• [TEXTAUSZUG]:
====================

Hintergrund
Farbdramaturgie im Film
In den dramaturgischen Konzepten von Kinofilmen spielen Farben nicht nur als wichtige Bedeutungsträger eine zentrale Rolle, sondern auch wegen ihrer Wirkung auf die menschliche Psyche: Durch Farben lassen sich, ähnlich subtil wie mit dem Einsatz von
Musik, Gefühle steuern und verstärken. Da die Aufmerksamkeit zudem meist vor allem auf Dialog und Aktion gerichtet ist, ist sich das Filmpublikum der
Farbarrangements oftmals kaum bewusst.

====================

• [GEGEBENE ANGABEN]:
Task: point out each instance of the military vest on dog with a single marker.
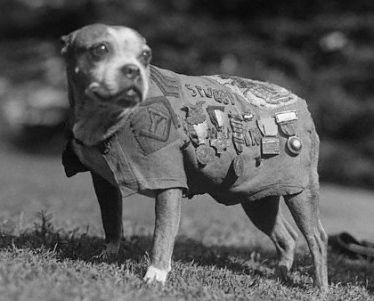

====================

• [AUFGABEN]:
a. Worauf richtet sich laut dem Textauszug über Farbdramaturgie im Film die Aufmerksamkeit des Publikums meist vor allem?
b. Geben Sie aus dem Textauszug über Farbdramaturgie im Film den Abschnitt wörtlich aus: Beginnen Sie bei den Worten „Hintergrund“ und hören Sie nach den Worten „oftmals kaum bewusst.“ auf.

• [LÖSUNGEN]:
a. Vor allem auf Dialog und Aktion.

b.
Hintergrund
Farbdramaturgie im Film
In den dramaturgischen Konzepten von Kinofilmen spielen Farben nicht nur als wichtige Bedeutungsträger eine zentrale Rolle, sondern auch wegen ihrer Wirkung auf die menschliche Psyche: Durch Farben lassen sich, ähnlich subtil wie mit dem Einsatz von
Musik, Gefühle steuern und verstärken. Da die Aufmerksamkeit zudem meist vor allem auf Dialog und Aktion gerichtet ist, ist sich das Filmpublikum der
Farbarrangements oftmals kaum bewusst.